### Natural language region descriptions

◇ ◇ ◇ ◇

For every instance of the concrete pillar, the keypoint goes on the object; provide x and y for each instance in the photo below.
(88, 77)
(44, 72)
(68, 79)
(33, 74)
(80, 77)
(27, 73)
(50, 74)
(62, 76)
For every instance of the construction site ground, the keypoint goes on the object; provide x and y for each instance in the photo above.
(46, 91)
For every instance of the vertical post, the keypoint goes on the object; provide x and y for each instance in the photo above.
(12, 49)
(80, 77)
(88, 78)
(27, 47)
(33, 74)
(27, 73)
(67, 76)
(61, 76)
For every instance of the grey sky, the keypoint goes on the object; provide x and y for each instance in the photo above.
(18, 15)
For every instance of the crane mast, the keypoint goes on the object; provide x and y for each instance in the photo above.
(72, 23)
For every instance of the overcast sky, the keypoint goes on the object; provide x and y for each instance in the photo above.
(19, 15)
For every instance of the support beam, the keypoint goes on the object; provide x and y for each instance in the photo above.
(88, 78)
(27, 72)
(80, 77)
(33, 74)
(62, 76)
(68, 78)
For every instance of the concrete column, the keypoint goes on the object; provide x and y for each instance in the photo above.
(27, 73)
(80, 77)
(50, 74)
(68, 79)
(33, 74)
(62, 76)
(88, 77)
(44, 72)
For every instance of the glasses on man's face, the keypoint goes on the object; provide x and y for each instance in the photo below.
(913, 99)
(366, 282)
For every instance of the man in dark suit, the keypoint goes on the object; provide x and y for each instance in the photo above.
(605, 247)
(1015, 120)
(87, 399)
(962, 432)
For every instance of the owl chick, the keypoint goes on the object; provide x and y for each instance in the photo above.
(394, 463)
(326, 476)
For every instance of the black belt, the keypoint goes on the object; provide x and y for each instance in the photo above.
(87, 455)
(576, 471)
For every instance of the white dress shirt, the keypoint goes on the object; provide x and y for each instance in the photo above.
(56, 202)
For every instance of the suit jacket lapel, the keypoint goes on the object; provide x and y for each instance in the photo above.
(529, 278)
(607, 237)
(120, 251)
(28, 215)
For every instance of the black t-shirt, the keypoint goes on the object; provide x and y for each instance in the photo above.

◇ ◇ ◇ ◇

### DESCRIPTION OF THE TASK
The reply should be a precise retyping of all the data.

### SOLUTION BELOW
For every instance of the concrete pillar, the keypoint goes on the object; provide x and y for each instance in the photo below.
(88, 77)
(44, 72)
(68, 79)
(33, 74)
(80, 77)
(27, 73)
(50, 74)
(62, 76)
For every instance of the construction site ground, the keypoint goes on the object; provide x and y for each instance in the photo above.
(46, 91)
For every instance of the vertical post, the keypoint goes on the object; provide x and y for each instance in the photo above.
(12, 49)
(80, 77)
(88, 78)
(27, 47)
(33, 74)
(27, 73)
(67, 76)
(61, 76)
For every instance of the grey sky, the keypoint goes on the object; provide x and y for each instance in the photo above.
(18, 15)
For every instance of the crane mast, the keypoint goes on the object; provide x and y for each instance in the photo above.
(72, 23)
For every instance of the overcast sky, the keypoint goes on the object; provide x and y for each instance in the photo above.
(19, 15)
For every instance of the support beam, the keypoint goes on the object; provide x and y for each instance in the photo above.
(88, 78)
(27, 72)
(80, 77)
(33, 74)
(62, 76)
(68, 78)
For every instance of the concrete column, the keypoint goes on the object; provide x and y for each instance in the photo above.
(27, 73)
(80, 77)
(50, 74)
(68, 79)
(33, 74)
(62, 76)
(88, 77)
(44, 72)
For every instance of the glasses on man's face, the keypoint goes on the object; provide x and y for each instance in the photo below.
(913, 99)
(366, 282)
For every instance of the man in dark suit, the keypoint goes on the object; provide x and y for each instance in the photo above.
(605, 247)
(1015, 120)
(87, 399)
(962, 432)
For every instance of the owl chick, the keypoint goes on the object; provide x and y for each instance in the photo above.
(394, 463)
(326, 476)
For every instance of the black belt, the keypoint goes on the object; provide x and y for each instance in the photo above.
(87, 455)
(576, 471)
For every instance of the white dress shirt, the keypoint goes on the object; provide x and y for each instance in the photo above.
(56, 202)
For every instance of the suit jacket lapel, the keypoint goes on the object; provide x and y for each instance in the photo above.
(529, 278)
(607, 237)
(120, 251)
(28, 215)
For every instance of the black t-shirt, the keypoint goes on the object; provide x and y for each instance in the photo above.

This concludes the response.